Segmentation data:
——————————
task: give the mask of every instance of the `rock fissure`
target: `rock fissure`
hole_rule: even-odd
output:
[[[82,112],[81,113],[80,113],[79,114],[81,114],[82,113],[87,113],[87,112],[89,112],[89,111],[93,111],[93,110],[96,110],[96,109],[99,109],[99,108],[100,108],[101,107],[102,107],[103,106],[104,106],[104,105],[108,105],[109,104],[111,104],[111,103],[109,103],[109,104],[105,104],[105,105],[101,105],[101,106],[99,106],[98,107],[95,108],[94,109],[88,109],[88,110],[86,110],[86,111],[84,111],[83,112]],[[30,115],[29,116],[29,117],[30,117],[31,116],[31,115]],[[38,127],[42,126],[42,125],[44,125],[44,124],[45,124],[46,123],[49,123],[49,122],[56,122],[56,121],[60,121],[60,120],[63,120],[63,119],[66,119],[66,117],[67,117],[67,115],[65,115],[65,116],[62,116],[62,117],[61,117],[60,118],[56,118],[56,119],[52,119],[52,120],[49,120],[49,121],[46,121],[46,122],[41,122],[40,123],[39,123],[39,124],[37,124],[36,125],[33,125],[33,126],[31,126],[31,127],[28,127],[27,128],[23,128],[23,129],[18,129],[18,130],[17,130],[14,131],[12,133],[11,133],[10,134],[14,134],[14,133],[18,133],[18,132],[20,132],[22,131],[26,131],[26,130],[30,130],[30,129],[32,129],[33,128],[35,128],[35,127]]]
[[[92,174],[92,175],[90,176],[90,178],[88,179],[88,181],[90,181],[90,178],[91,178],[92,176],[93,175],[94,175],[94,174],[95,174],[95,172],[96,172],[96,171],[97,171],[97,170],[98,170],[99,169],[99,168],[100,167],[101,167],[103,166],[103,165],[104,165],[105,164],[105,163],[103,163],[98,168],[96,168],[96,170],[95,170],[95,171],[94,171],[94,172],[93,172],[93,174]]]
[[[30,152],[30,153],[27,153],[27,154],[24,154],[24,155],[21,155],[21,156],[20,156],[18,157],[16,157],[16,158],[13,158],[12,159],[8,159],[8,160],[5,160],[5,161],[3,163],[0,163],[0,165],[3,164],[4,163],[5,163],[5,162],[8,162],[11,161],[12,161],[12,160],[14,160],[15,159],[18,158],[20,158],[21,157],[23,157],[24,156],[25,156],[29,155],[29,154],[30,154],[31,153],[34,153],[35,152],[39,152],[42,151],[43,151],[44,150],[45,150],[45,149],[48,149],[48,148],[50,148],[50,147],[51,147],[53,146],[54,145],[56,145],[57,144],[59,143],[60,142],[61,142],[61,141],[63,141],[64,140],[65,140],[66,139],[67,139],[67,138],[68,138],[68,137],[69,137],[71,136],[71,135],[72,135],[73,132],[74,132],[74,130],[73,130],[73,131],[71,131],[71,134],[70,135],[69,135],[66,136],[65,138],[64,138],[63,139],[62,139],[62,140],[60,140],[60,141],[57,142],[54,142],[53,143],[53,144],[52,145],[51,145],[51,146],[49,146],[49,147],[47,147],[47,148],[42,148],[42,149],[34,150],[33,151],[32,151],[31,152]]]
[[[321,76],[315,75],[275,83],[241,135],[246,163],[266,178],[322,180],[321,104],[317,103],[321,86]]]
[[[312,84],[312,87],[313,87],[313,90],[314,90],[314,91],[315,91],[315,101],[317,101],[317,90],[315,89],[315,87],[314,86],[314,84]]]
——————————
How many lines in the rows above contain the string "fissure"? Case counts; give only the number.

2